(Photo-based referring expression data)
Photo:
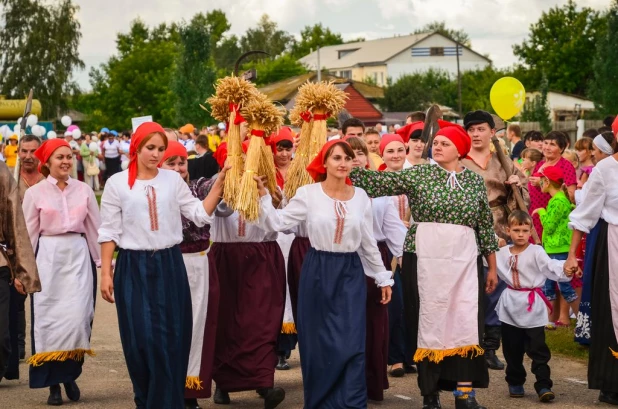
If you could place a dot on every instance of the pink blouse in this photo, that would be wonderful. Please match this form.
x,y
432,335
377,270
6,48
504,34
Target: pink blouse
x,y
50,211
538,199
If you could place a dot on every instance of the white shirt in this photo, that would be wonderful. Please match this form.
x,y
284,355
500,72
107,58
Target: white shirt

*TASK DESCRIPTION*. Pictures do not belong in the copy. Please reproduce the entries above exactly otherwise.

*ANSWER TO THIS TASK*.
Photo:
If you could place a dot on every instance of the pink blouse in this photo, that would be wonderful. Please match this form.
x,y
432,335
377,270
6,48
504,34
Target: pink blouse
x,y
50,211
538,199
If you could place a dot on every instance of the white shirt in this photo, that would be wonderful. Please match this form.
x,y
284,355
500,72
107,58
Target: white shirt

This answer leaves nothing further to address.